INFORMATION SHOWN:
- - - - -

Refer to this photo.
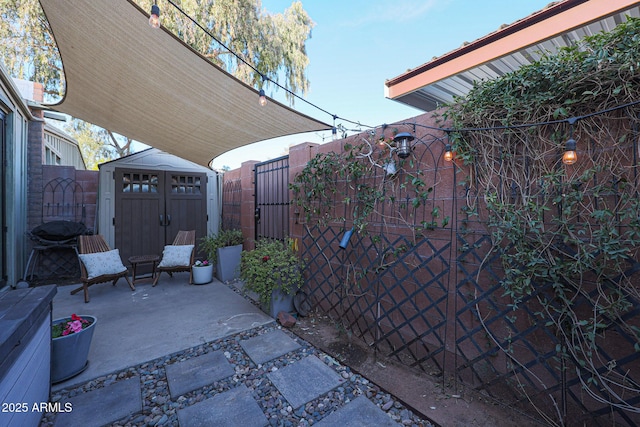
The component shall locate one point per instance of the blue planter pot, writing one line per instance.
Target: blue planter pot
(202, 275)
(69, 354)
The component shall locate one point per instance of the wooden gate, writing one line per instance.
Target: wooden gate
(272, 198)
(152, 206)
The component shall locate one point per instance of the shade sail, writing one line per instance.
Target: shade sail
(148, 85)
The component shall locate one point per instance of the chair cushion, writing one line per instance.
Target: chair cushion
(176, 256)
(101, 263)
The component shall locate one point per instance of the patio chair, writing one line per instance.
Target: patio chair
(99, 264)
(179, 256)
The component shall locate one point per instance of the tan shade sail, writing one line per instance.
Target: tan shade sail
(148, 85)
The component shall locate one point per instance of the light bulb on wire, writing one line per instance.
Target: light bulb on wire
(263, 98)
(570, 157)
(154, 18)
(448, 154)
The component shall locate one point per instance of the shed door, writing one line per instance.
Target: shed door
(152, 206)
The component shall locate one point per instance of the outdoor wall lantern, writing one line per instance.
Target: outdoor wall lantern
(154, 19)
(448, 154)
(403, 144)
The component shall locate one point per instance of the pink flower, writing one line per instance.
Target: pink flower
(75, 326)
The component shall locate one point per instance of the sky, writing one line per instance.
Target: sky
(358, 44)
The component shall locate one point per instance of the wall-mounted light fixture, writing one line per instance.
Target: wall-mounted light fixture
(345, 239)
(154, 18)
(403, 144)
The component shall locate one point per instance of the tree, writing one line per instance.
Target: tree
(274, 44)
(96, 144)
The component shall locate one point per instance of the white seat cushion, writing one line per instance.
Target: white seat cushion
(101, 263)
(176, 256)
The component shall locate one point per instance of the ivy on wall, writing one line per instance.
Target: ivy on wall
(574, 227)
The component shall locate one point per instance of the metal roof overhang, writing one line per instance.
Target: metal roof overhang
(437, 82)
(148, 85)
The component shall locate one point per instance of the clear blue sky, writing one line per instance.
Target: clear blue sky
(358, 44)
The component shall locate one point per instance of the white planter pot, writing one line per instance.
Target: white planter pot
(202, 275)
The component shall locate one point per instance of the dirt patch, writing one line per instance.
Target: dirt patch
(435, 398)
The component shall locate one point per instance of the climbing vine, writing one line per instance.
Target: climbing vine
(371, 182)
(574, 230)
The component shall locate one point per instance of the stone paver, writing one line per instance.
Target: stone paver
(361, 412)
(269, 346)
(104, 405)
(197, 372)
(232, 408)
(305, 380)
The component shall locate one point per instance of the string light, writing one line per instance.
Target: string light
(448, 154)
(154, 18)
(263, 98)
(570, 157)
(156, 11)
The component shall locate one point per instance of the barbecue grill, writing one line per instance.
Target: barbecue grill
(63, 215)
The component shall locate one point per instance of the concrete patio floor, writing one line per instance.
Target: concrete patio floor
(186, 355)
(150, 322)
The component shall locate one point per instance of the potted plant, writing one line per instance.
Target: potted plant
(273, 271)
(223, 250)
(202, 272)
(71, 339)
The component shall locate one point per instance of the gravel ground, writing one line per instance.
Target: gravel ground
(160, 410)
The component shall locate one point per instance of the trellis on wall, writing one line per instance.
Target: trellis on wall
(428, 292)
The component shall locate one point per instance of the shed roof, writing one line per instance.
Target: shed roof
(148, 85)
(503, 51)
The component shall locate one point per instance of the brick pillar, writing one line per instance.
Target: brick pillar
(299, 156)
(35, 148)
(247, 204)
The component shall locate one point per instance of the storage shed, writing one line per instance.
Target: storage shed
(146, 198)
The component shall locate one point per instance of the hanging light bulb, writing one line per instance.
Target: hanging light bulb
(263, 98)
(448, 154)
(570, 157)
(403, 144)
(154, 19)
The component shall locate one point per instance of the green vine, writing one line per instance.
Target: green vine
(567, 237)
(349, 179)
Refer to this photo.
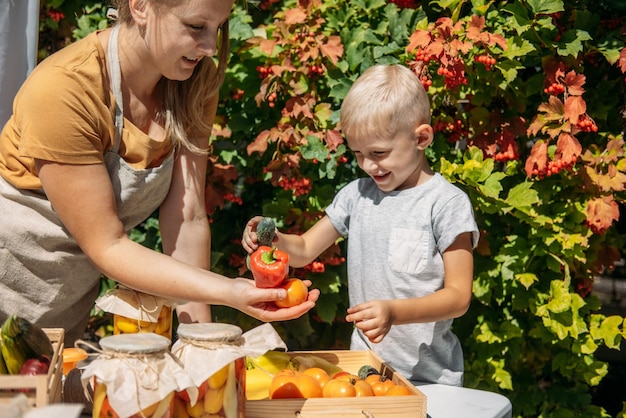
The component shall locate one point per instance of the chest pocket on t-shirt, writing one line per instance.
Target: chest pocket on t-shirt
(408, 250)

- - - - -

BRIEF: An exact copy of the lines above between the line holding "floor, writing one line per instance." and the line holding "The component shall locate one point per instance of the potted", inclusive, is the whole answer.

RESPONSE TO THE TASK:
The component shall locate one point per instance of the concrete patio floor, writing one line per instance.
Target: concrete patio floor
(186, 355)
(150, 322)
The component shall locate one point per instance of the potted plant, writing one line per instance.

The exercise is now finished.